# Exercise description
Reproduce the items below verbatim, from their first line through the line that contains "293 259 612 403", including that line.

# Given data

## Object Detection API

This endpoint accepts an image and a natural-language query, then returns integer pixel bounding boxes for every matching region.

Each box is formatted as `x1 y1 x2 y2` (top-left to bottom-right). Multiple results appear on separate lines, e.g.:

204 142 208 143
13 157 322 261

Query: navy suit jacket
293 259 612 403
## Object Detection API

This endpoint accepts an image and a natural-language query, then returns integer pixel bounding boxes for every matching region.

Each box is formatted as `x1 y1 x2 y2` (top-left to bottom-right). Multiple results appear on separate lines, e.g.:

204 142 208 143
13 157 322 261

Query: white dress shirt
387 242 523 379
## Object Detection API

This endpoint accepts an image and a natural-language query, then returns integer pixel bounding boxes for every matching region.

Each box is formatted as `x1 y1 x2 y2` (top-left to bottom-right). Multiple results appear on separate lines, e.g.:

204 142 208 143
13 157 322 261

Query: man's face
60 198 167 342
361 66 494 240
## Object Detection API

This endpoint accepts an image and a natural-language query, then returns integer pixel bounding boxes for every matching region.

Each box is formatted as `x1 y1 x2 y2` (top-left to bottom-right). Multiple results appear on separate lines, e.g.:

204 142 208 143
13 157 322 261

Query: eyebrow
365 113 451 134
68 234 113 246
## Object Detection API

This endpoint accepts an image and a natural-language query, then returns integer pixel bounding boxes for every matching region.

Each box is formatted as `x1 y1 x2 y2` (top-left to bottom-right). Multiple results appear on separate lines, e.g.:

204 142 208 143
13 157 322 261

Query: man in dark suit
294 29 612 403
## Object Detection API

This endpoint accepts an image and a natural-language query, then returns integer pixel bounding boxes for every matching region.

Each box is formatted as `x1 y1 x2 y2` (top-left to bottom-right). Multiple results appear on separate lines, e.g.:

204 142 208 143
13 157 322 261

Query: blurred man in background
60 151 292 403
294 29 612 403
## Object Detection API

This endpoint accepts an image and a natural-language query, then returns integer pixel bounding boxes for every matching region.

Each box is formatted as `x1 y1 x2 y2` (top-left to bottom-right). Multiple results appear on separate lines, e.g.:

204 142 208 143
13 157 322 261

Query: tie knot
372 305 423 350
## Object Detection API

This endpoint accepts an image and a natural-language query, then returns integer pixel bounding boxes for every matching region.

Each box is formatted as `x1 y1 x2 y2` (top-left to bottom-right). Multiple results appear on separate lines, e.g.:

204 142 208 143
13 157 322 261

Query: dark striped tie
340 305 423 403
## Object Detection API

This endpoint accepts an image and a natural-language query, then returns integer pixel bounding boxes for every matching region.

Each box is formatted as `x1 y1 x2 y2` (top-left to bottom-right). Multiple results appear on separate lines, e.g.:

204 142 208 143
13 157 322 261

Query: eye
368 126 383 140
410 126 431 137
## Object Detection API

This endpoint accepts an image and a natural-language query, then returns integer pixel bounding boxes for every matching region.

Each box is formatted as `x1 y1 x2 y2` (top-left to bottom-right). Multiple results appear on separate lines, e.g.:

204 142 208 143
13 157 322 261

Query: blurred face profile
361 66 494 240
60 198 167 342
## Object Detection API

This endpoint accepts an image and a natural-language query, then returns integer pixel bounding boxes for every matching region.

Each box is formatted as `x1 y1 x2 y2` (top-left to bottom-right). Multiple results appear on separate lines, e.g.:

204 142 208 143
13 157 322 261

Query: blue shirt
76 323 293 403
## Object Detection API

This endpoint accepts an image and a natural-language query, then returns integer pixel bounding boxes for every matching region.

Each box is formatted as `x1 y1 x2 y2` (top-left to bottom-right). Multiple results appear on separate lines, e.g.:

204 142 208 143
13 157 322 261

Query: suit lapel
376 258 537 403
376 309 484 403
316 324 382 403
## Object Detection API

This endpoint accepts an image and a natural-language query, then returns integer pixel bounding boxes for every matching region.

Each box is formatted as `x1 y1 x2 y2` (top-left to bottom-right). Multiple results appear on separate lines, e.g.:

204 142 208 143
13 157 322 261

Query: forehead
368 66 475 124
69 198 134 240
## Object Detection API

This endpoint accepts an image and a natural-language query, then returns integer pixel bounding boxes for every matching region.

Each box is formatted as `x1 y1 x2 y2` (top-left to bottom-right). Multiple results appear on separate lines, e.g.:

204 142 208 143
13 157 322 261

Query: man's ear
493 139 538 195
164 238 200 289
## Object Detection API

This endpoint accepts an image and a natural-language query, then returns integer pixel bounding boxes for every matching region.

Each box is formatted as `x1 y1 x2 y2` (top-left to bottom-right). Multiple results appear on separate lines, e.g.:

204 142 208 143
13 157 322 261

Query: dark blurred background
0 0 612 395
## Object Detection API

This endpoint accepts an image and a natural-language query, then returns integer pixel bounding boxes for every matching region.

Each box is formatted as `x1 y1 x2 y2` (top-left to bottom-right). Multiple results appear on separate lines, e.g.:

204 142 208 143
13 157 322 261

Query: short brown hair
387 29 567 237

# Response to the exercise
## Object Detection API

This endpoint accepts an image and a natural-language query, then returns integer pixel bounding boxes for every matching region.

Each box is formatted as `x1 y1 x2 y2` (top-left to bottom-right). Multiple results appear on separate lines, e.g.:

204 142 208 143
13 157 322 261

Query: navy suit jacket
293 259 612 403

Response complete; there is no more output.